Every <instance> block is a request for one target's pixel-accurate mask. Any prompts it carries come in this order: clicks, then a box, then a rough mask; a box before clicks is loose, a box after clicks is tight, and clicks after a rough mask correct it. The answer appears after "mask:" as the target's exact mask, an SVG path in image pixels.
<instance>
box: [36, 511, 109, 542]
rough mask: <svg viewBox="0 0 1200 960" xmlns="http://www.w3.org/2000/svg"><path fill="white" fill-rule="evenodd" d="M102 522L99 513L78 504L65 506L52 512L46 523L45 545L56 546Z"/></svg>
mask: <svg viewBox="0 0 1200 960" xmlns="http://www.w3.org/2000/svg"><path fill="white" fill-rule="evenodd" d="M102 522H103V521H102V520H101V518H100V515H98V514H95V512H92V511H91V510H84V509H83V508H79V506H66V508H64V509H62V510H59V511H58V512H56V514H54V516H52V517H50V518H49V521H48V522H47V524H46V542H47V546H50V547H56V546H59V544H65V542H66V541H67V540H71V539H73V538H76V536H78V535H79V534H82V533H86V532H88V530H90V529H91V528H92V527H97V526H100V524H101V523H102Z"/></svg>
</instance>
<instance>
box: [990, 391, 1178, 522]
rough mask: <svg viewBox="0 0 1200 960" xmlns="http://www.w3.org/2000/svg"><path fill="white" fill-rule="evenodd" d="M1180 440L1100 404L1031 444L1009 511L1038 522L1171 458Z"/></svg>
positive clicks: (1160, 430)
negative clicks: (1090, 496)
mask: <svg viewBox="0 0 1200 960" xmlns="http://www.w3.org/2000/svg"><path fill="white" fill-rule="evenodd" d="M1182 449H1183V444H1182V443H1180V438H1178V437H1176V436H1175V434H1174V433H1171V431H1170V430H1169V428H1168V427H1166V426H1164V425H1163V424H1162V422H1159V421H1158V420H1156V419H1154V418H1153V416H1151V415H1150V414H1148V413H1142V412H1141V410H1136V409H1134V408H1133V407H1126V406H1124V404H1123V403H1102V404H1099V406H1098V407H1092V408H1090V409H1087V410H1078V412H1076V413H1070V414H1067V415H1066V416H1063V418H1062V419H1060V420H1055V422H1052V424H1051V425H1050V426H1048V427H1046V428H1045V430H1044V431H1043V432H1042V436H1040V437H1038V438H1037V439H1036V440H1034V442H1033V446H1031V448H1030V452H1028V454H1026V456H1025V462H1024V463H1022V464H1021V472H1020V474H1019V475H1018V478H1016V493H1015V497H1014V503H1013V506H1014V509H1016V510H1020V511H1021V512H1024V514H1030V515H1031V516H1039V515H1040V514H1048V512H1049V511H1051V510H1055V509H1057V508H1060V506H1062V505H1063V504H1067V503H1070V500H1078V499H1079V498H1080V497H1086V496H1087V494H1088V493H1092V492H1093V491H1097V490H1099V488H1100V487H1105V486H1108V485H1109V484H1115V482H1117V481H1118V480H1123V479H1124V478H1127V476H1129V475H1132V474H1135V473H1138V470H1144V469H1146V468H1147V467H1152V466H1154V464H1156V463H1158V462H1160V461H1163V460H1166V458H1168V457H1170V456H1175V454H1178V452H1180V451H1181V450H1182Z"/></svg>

**What the exercise asks**
Search the data for the string "instance" and copy out every line where it is found.

**Answer section**
Every <instance> block is a request for one target's pixel-accurate mask. Any prompts it carries come in this order: clicks, then a box, then a rough mask; a box before clicks is loose, a box after clicks is tight, and clicks after a rough mask correct it. The answer appears after "mask:" as the target's exact mask, an SVG path in image pixels.
<instance>
</instance>
<instance>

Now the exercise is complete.